Copy out every entry below with each "Target" swapped for "Label" and nothing else altered. Leave the pictures out.

* * * * * * *

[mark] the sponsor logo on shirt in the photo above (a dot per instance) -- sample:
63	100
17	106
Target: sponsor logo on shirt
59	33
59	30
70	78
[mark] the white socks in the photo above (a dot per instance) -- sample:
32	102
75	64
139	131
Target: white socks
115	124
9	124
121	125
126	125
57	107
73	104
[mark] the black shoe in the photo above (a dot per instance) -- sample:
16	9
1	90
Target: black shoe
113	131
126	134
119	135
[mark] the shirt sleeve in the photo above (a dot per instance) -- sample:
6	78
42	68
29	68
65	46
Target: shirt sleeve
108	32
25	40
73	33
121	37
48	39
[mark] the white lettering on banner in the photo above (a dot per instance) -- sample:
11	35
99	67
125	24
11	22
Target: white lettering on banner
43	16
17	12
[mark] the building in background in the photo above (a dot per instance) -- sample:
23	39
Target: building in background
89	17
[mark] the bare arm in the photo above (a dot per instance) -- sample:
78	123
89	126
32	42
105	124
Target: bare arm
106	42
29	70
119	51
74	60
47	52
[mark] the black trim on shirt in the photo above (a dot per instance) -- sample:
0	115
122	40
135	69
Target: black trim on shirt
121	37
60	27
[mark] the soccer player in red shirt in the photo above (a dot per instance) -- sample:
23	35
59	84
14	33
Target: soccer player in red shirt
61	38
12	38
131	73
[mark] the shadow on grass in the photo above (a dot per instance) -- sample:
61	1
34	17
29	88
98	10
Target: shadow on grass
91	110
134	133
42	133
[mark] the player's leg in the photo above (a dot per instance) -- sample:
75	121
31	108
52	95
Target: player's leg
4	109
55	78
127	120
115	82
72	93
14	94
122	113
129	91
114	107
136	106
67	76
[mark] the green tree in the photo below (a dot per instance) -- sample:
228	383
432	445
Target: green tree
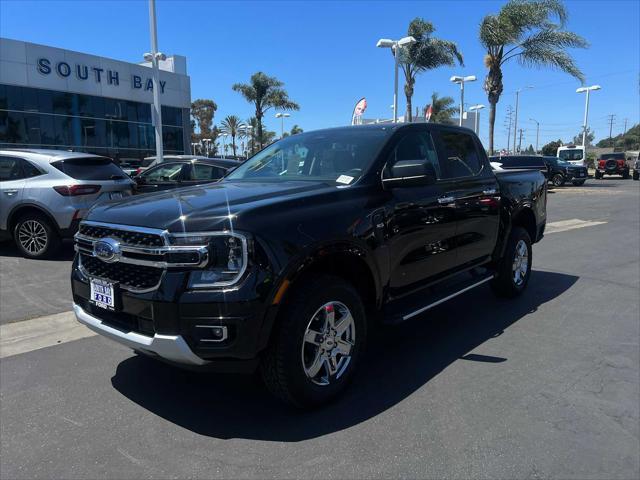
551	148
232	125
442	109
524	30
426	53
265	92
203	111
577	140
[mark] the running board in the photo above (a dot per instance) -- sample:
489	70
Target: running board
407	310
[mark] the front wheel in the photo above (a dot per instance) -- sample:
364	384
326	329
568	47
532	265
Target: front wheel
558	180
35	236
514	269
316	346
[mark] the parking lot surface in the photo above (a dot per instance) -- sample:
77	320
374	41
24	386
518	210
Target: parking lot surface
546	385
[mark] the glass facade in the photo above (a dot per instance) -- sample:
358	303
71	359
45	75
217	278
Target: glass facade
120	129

* * * * * * *

- Final result:
[mark] the sponsor logo on shirt in the photo above (a dot per instance) -- sample:
63	100
17	106
Label: sponsor logo on shirt
59	33
59	30
70	78
[mark] the white socks in the photo above (a dot per instance) -- sample:
32	102
75	64
139	131
Label: white socks
115	124
9	124
121	125
126	125
57	107
73	104
[mark] the black shoe in the photo above (a dot per instance) -- sample:
16	9
1	90
Label: black shoe
113	131
126	134
119	135
[mark] the shirt sleeve in the photo above (a dot per instance) -- sample:
6	78
42	68
29	68
65	46
Label: shirt sleeve
108	32
25	40
73	33
121	37
48	39
[mark] the white lettering on banner in the photo above (a dot per instance) -- sample:
11	35
99	67
125	24
11	22
Label: white lettering on banner
43	16
17	12
[mark] the building in background in the photo above (a dot per instance) -- sample:
23	39
Label: building in background
89	17
[mark] the bare arm in the photo above (a dot per instance) -- sample:
78	123
89	126
32	42
105	124
Label: bare arm
106	42
29	70
119	51
74	60
47	52
[mark] the black trim on shirt in the photo above (a dot per instance) -- sample:
0	115
122	40
135	69
Label: black trim on shirt
121	37
60	27
[mark] the soccer player in red shirt in the photo above (a dot per instance) -- sample:
23	35
59	84
14	33
Label: soccer player in red shirt
61	38
12	38
131	73
[mark] the shadow on grass in the photo above (a dot per instance) -- sample:
61	1
34	17
29	88
98	10
Label: shadow on grass
91	110
134	133
42	133
[mark] the player's leg in the photo above (a dot per instance) -- sample:
75	121
31	108
52	95
Label: player's leg
4	109
55	78
127	120
115	82
72	93
14	94
122	113
129	91
114	107
136	106
67	76
[mark] the green tree in the photo below (a dot per instance) -- sample:
228	383
432	445
Label: green tree
551	148
232	125
442	109
524	30
426	53
265	92
203	111
577	140
[mark] the running board in the photo above (a dot per instance) -- sample:
489	70
Label: running board
407	310
[mark] the front wheel in the photo above (a dot per instance) -- sample:
364	384
326	329
568	47
532	265
Label: front wheel
558	180
35	236
514	269
316	346
[mark] the parking lot surface in the photo above (a dot per instance) -- sample:
77	320
374	41
24	386
518	210
Label: parking lot surface
546	385
[mark] the glass facade in the photo above (a dot per instance) -- sample:
358	303
71	359
45	75
217	278
Label: glass facade
120	129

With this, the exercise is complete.